* _TAREAS ASIGNADAS_
#1 ¿Qué sustancia comenzó a fumar en el bachillerato quien narra el texto proporcionado?
#2 Transcriba del texto proporcionado el fragmento que va desde "Una parte de" hasta "lograr nada bueno.".
#3 Traduzca al inglés esta oración del texto proporcionado: «Mis padres me suplicaron que regresara a la iglesia, que buscara a Dios.»

* _TEXTO PROPORCIONADO_

Una parte de mí siempre quiso ser popular. En la secundaria eso solo requería que me vistiera como los chicos de onda, así que me ponía los pantalones caídos y usaba ciertas camisetas. No parecía algo de mucha importancia, sin embargo, fue el comienzo de una vida desenfrenada
que casi me quitó la vida. El simple hecho de cambiar mi vestimenta me impulsó en un viaje de tratar de ser alguien que no era. 

En el bachillerato, la vestimenta simplemente ya no era suficiente, así que comencé a fumar mariguana. Después de un tiempo, me uní a una pandilla. Luego comencé a vender droga. Quería lo que los demás parecían tener—dinero, respeto, el sentido de pertenecer. Estaba dispuesto a hacer lo que fuera necesario para conseguirlo. Terminé el bachillerato sin lograr nada bueno. 

Mis padres me suplicaron que regresara a la iglesia, que buscara a Dios. Pero la iglesia no era para mí. Todos ahí se veían perfectos, como si jamás hubieran co​metido un pecado o se hubieran divertido. Yo quería divertirme. Quería salir, fumar, tener sexo, y hacer dinero fácil. Ya que los cristianos no deben hacer esas cosas, yo evitaba el cristianismo.

* _LÍNEAS DE DATOS_
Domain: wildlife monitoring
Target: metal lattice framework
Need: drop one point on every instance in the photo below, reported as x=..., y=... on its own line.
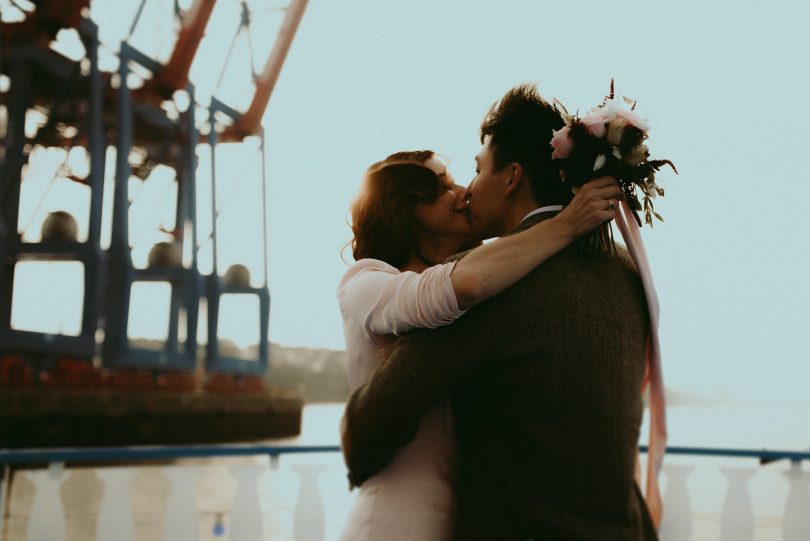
x=153, y=110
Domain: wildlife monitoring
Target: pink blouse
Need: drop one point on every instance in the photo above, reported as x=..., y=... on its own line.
x=412, y=498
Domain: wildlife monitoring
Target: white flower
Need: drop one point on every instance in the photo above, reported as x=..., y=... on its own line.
x=616, y=130
x=637, y=155
x=599, y=162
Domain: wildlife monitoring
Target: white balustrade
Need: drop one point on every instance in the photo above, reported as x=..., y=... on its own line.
x=47, y=514
x=305, y=498
x=182, y=520
x=676, y=524
x=796, y=526
x=115, y=519
x=737, y=517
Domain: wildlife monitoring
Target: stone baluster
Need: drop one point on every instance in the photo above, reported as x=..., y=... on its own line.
x=81, y=493
x=796, y=524
x=182, y=522
x=308, y=521
x=246, y=522
x=677, y=521
x=737, y=518
x=46, y=521
x=5, y=479
x=115, y=519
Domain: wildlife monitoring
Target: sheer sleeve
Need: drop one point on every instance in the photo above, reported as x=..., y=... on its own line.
x=382, y=300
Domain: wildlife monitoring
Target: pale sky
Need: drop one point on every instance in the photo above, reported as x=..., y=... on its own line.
x=723, y=84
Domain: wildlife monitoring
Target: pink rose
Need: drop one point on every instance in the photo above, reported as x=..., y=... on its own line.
x=595, y=122
x=633, y=119
x=561, y=143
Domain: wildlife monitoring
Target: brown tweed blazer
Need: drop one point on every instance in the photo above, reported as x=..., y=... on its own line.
x=544, y=381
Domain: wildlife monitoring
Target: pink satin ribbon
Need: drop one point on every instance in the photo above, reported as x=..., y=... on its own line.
x=653, y=376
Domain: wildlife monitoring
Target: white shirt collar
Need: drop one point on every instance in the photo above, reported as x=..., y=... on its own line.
x=549, y=208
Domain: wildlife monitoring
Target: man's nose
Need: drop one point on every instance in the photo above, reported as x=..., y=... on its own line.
x=461, y=196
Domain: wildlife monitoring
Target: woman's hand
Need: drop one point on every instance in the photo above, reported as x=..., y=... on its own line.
x=592, y=205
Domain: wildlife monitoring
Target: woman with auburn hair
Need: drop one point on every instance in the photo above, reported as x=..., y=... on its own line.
x=408, y=218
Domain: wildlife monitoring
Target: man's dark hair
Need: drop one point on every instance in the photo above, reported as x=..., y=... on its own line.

* _RESULTADOS ESPERADOS_
#1 Mariguana.

#2
Una parte de mí siempre quiso ser popular. En la secundaria eso solo requería que me vistiera como los chicos de onda, así que me ponía los pantalones caídos y usaba ciertas camisetas. No parecía algo de mucha importancia, sin embargo, fue el comienzo de una vida desenfrenada
que casi me quitó la vida. El simple hecho de cambiar mi vestimenta me impulsó en un viaje de tratar de ser alguien que no era. 

En el bachillerato, la vestimenta simplemente ya no era suficiente, así que comencé a fumar mariguana. Después de un tiempo, me uní a una pandilla. Luego comencé a vender droga. Quería lo que los demás parecían tener—dinero, respeto, el sentido de pertenecer. Estaba dispuesto a hacer lo que fuera necesario para conseguirlo. Terminé el bachillerato sin lograr nada bueno.

#3 My parents begged me to go back to church, to seek God.